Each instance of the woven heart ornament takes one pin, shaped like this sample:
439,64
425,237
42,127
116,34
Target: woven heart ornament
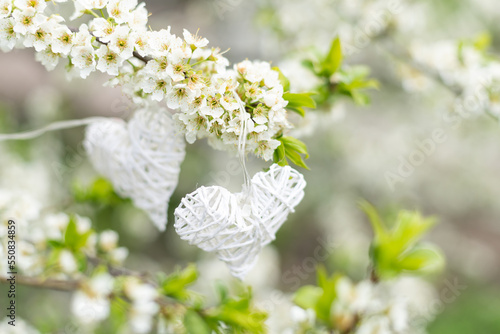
141,159
237,226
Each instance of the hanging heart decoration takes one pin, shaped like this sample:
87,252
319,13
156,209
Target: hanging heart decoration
141,159
237,226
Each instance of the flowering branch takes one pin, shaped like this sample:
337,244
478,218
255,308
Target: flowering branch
52,284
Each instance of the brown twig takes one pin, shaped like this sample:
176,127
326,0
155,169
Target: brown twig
136,54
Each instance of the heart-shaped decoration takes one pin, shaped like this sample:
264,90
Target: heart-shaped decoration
237,226
141,159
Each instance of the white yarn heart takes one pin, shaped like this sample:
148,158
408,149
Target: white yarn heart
237,226
141,159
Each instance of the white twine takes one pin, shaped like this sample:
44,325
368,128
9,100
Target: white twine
218,221
242,141
141,159
51,127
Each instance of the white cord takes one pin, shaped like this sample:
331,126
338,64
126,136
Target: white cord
51,127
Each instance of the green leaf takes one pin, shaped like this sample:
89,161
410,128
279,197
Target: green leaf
299,100
71,235
175,285
291,149
397,250
283,79
280,156
56,244
308,296
483,41
333,59
424,258
325,301
239,314
296,158
295,145
195,324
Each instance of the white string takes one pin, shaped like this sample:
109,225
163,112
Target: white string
242,141
51,127
217,221
141,159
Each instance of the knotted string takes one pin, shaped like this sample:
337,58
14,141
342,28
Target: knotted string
242,142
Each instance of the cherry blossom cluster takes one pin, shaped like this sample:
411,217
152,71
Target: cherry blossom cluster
468,70
227,105
399,306
91,304
41,239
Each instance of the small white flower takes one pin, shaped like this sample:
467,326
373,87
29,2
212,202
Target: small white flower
67,262
91,304
266,148
83,224
161,42
83,57
92,4
121,42
180,97
139,20
274,98
140,40
102,29
8,37
62,40
194,40
214,107
177,72
156,86
118,255
120,10
55,225
37,5
5,8
108,240
20,327
109,61
27,20
48,59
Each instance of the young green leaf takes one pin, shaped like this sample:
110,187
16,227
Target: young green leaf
283,79
307,296
194,323
333,59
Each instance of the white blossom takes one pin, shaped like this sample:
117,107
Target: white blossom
62,40
91,303
120,10
108,61
27,21
8,36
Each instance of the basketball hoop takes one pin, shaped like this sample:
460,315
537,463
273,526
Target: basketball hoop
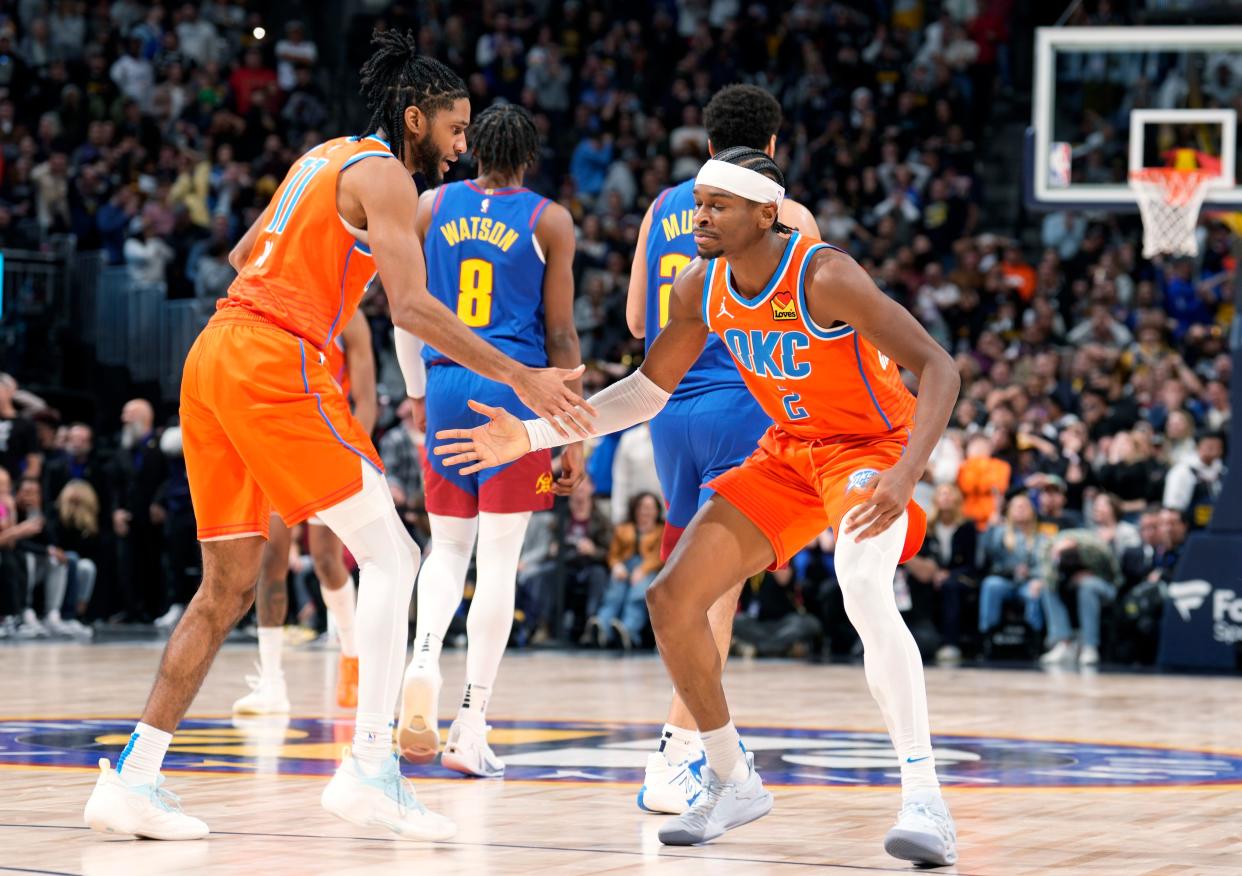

-*-

Leave out the pictures and print each record exactly as it stands.

Each instance of the woven heart ornament takes one pin, shaped like this sample:
439,64
425,237
42,127
116,34
Target: woven heart ornament
141,159
237,226
Each instance of the hanging heart decoration takes one pin, shaped like this sample:
87,252
319,13
156,209
Target: hanging heart decoration
141,159
237,226
Each instance of the flowering branch takes one pin, shaped like this sample:
337,244
478,218
255,308
Target: flowering branch
52,284
Each instance of the brown twig takes one pin, shaped like this sample:
176,127
326,0
155,169
Target: brown twig
136,54
Each instance of the heart-shaped decoration takes one pin, shaped like this sample:
264,90
Target: heart-shaped decoration
237,226
141,159
Each instance of the white yarn heart takes one pin, shaped like this sample:
148,158
408,149
Target: white yarn heart
237,226
141,159
Each instance of the white twine takes one pin, shaped like this sample:
44,325
368,128
9,100
Target: white twine
218,221
242,141
141,159
51,127
Each instance of the white cord takes one pin, shaped like this sample:
331,126
338,64
126,136
Target: white cord
51,127
Each instance of the green leaf takes one pin, shaped like this sample:
89,161
410,128
279,197
Target: green leaf
299,100
71,235
175,285
291,149
397,250
283,79
280,156
56,244
308,296
483,41
333,59
424,258
325,301
239,314
296,158
295,145
195,324
Each instance of the white string takes one pin, shaped like this sample:
109,225
163,112
Target: white string
242,141
51,127
217,221
141,159
Each instance of the knotted string takes one pin, shaped like this sample:
337,58
14,141
342,28
Target: knotted string
242,142
Each instance of the cherry blossom cluster takes one pin, shaped like this sample:
411,217
152,71
Target: cherry blossom cluster
468,70
227,105
399,306
91,304
41,239
Each instance of the small white flower takes one pin, shaped like this sample:
467,326
373,87
29,2
212,202
Target: small white flower
67,262
91,304
266,148
83,224
161,42
83,57
92,4
121,42
180,97
139,20
274,98
140,40
102,29
8,37
62,40
194,40
214,107
177,72
156,86
118,255
120,10
55,225
37,5
5,8
108,240
20,327
109,61
27,20
48,59
Each instance of the young green leaf takes one pin, shaped like this sample:
110,187
16,227
Target: young green leaf
283,79
307,296
194,323
333,59
Each instance of the white blossom takes one pin, shaped like this sample:
117,107
Target: white blossom
62,40
91,303
120,10
108,61
27,21
8,36
Each instance of the basketball hoop takes one pin, shaped like this sample:
460,315
537,463
273,526
Target: basketball hoop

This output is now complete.